## SOURCE EXCERPT
__________

Olivia Schneider is a fictional character on German soap opera Verbotene Liebe (Forbidden Love) portrayed by actress and singer Kristina Dörfer from 29 December 2006 to 24 September 2009.

Character's background 
Olivia is the niece of Charlie Schneider (Gabriele Metzger) and Lars Schneider (Herbert Ulrich). She comes from a small town to Düsseldorf and has the dream to become rich and famous. To obtain a job in the 'Lahnstein Holding', she charms her way in by claiming to be the girlfriend of Constantin von Lahnstein (Milan Marcus). Constantin's brother Ansgar (Wolfram Grandezka) gives her the job of the assistant. Constantin then asks her a favor for not telling his brother that he and Olivia never actually were a couple. He wants Olivia to get between and break up Andi Fritzsche (Dominic Saleh-Zaki), the new boyfriend of Lisa Brandner (Lilli Hollunder), who is Constantin's ex and who he is still in love with. Olivia agrees and makes it look like that she and Andi had sex in the elevator. When they get caught by Lisa, Olivia held her promise to Constantin. Olivia has a very complicated relationship with her aunt Charlie. Charlie could never stand her niece and knows about her little schemes. But Charlie is scared of Olivia when she comes back to Düsseldorf, because she knows a secret from her past that could destroy the relationship with her brother Lars forever. Olivia blackmails her aunt and her plan works. To hurt Charlie, she sleeps with Charlie's fiancé Bernd von Beyenbach (Ron Holzschuh), who didn't know Olivia was Charlie's niece. Olivia tells Charlie about her night with Bernd and that he was only after Charlie's money anyway. Charlie ends the relationship with Bernd and is heartbroken. Meanwhile, Andi tries to prove that he never slept with Olivia and sees his chance, when he finds out about Charlie's complicated relationship with Olivia. Charlie agrees to help Andi to discover Olivia's scheme against him and Lisa, but is once again blackmailed by her niece, when she and Andi found avedence. Charlie has no other choice and destroys everything, much to Andi's detriment.

Olivia wants to make career and begins an affair with Ansgar to have the right man on her side to do so. At this time, Ansgar is married to Nathalie (Jenny Winkler), but hasn't any problem to be seen with Olivia as his mistress. While her affair with Ansgar, Olivia begins to fall for Andi and tries to improve herself for him. But eventually, she starts her little games again and makes Andi believe that she dates a biker. Andi and Olivia get closer and sleep together, but Olivia doesn't want to lose her status and the money she gets from Ansgar. When he has enough of the affair with her, Olivia claims to be pregnant with his child. With that lie, Olivia tries to get more money out of him for an abortion, but Ansgar has other plans. He wants Olivia to give birth to the child and give it to him with relinquishment of her maternal rights. Olivia's plan gets completely out of control, when Andi thinks she is pregnant with his child and wants to be there for her. She begins to fall in love with the idea of a family with Andi and goes on with her lies. When the truth comes out, she not only loses Ansgar's money, she loses Andi too, who eventually leaves town.

__________

## Items drawn from a data source

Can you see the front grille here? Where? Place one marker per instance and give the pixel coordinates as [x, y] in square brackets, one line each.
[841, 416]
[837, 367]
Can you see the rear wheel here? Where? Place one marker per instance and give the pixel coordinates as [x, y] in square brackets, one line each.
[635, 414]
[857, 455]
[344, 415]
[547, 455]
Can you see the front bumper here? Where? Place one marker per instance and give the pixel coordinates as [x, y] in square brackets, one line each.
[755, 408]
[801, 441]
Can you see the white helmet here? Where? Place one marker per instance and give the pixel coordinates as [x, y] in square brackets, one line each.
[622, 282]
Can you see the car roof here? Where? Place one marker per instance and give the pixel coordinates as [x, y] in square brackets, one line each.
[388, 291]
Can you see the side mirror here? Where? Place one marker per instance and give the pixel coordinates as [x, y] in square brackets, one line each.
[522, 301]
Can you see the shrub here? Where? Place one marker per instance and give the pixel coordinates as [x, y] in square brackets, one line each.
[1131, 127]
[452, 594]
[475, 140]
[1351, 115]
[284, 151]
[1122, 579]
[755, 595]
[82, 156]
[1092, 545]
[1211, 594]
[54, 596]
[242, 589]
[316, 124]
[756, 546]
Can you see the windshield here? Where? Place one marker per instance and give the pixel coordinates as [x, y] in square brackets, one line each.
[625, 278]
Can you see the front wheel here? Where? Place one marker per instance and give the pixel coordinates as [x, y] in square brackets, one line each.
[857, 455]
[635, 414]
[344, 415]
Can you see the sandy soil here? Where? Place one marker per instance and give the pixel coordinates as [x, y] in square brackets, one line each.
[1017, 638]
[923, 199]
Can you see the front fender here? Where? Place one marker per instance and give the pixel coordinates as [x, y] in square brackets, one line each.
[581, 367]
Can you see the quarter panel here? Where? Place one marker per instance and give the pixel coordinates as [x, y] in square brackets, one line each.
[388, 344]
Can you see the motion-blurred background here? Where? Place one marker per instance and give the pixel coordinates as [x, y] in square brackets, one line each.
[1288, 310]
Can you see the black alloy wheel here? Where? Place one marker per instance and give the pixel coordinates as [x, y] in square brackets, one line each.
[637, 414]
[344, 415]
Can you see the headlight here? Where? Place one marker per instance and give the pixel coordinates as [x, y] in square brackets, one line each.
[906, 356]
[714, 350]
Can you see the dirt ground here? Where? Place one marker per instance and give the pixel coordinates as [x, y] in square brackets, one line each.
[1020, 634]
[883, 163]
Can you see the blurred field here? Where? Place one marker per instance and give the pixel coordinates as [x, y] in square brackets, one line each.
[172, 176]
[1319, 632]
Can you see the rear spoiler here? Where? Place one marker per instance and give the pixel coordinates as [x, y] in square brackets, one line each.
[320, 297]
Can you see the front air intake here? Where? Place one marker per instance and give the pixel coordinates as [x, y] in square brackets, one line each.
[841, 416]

__________

## SET TASKS
• A. In the Olivia Schneider profile, who gives Olivia the assistant job at the Lahnstein Holding?
• B. Edit the Olivia Schneider profile between "Olivia Schneider is" and "24 September 2009.", inclusive, swapping "actress and singer" for "singer and actress".
• C. Pick up the Olivia Schneider profile after its final sentence and carry the story forward.
The records are not needed.

## RESPONSES TO THE TASKS
• A. Ansgar, Constantin's brother.

• B.
Olivia Schneider is a fictional character on German soap opera Verbotene Liebe (Forbidden Love) portrayed by singer and actress Kristina Dörfer from 29 December 2006 to 24 September 2009.

• C.
After that, Olivia can finally make peace with her aunt Charlie, when her cousin Oliver Sabel (Jo Weil) returns to town. She begins to work as a waitress in Charlie's bistro, but soon sees that she wants more in her life. Olivia gets a job as assistant in the model agency of Tanja von Anstetten (Miriam Lahnstein). Charlie and Oliver try to warn her, but nobody can stop her. She soon needs to see for herself how unpredictable Tanja is, when she uses Olivia as a drug dealer for Sarah Hofmann (Sina-Valeska Jung), one of her models. But Olivia stays with Tanja and hopes that she might get her big chance one day and work as a model herself. Later on in the show, she discovers Oliver's secret relationship with Christian after a drunken night at their apartment and crashing into Christian's bed and discovers the two naked under the covers together asleep. She appears surprised, but soon swears to secrecy on the account they owe her a favor in exchange, using their secret as leverage for future blackmail. This proves true when she decides to use the boxing club as well as Christian himself for a modeling shoot, much to his and Gregor's annoyance since he had to impress a big time coach in a short while. At first Christian refuses, but when she threatens to expose his true sexuality to Gregor, who does not know about Christian being gay, he begrudgingly accepts.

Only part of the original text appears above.